_YOUR OBJECTIVE_
In the paragraph of the Crossrail article below that begins "The reason I mention this," list every place name, in order of first appearance.

** start GIVEN TEXT **

All hail the arrival of Crossrail

It’s four years late and has a cringe-worthy name, but I don’t care – the Elizabeth Line will make London better.

By Jonn Elledge

You learn, once you’ve lived in London for a while, that it takes an absolute minimum of 20 minutes to get to anywhere. The capital may have the sort of comprehensive and integrated transport system that makes those from elsewhere in the country furious about its privileges, but it is also very, very big. And so, after a while, you learn to either leave a lot of time to get anywhere, or you just commit to being fashionably late for everything, depending on how cool and/or considerate you are.

The reason I mention this is because, a few weeks ago, I got to try out the rail link formerly known as Crossrail, the first stage of which will finally open on Tuesday 24 May. And besides the stylish design of the newly dug stations and the beautiful new trains, the thing that stays with me most about the experience was quite how insanely fast it is. Travelling from Paddington to Canary Wharf — the entire length of central London, and then some — takes all of 17 minutes. From Paddington to Liverpool Street takes just ten. Cross-town journeys from West End to Docklands, City to Heathrow, are about to get a lot, lot faster.

Actually, that’s not the biggest surprise about the new line. The biggest is that, after all these years, it’s finally opening at all. Cross-London rail links of this sort have been discussed for about as long as the railways have existed, and the name Crossrail first appeared in a government planning document in 1974. Pamphlets first appeared at my local station, describing the new line and generally leaving me bouncing off the walls, some time in the early 1990s, but even then it took a change of government and another 15 years or so before anyone actually agreed to build it.

We were originally told, what’s more, that it’d open back in December 2018. For a long time Crossrail was the counter-example given whenever anyone said that it was inevitable that construction projects on this scale would end up behind schedule and over budget. Then it turned out, in a hubris-to-nemesis arc that seems painfully inevitable in retrospect, that the line was both behind schedule and over budget. Walking the length of the line that September, it was suddenly blindingly obvious the shiny new stations were nowhere near finished. It says something unflattering about those of us who reported on such things that we hadn’t previously bothered to check.

** end GIVEN TEXT **
** start INFORMATION PROVIDED **

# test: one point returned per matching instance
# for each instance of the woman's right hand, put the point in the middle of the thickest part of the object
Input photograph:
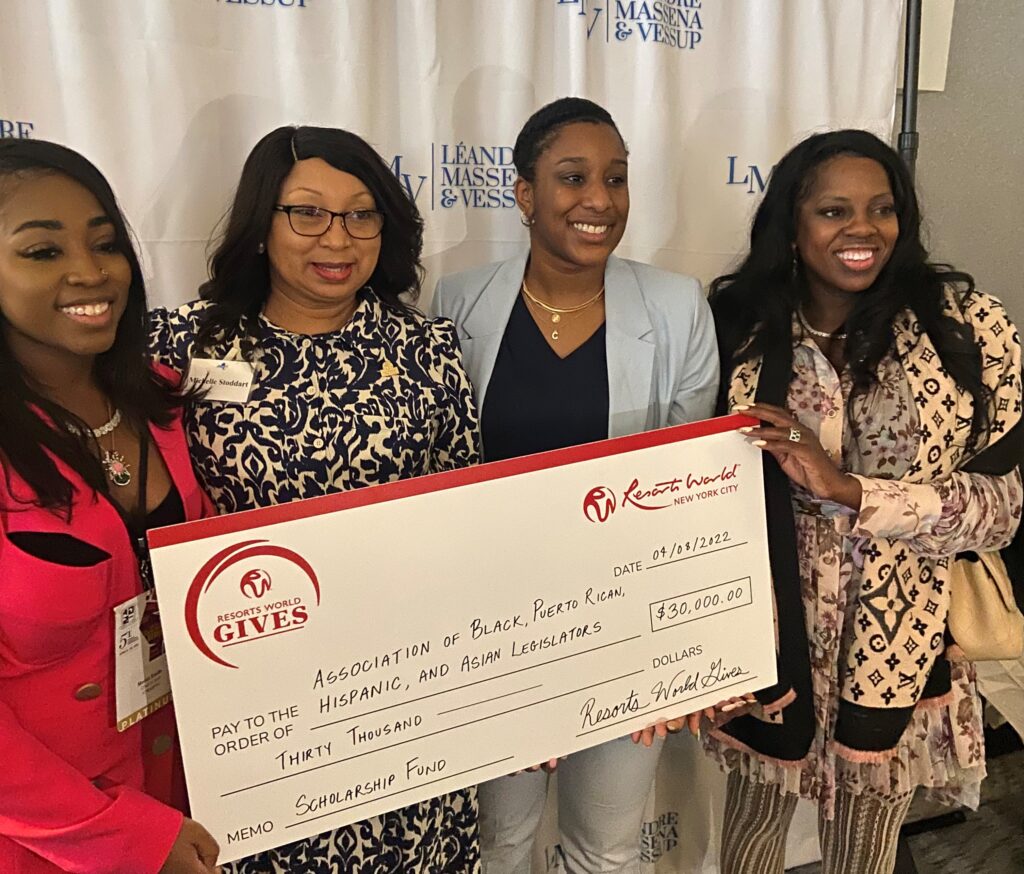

** end INFORMATION PROVIDED **

_IN RESPONSE_
Paddington, Canary Wharf, London, Liverpool Street, West End, Docklands, City, Heathrow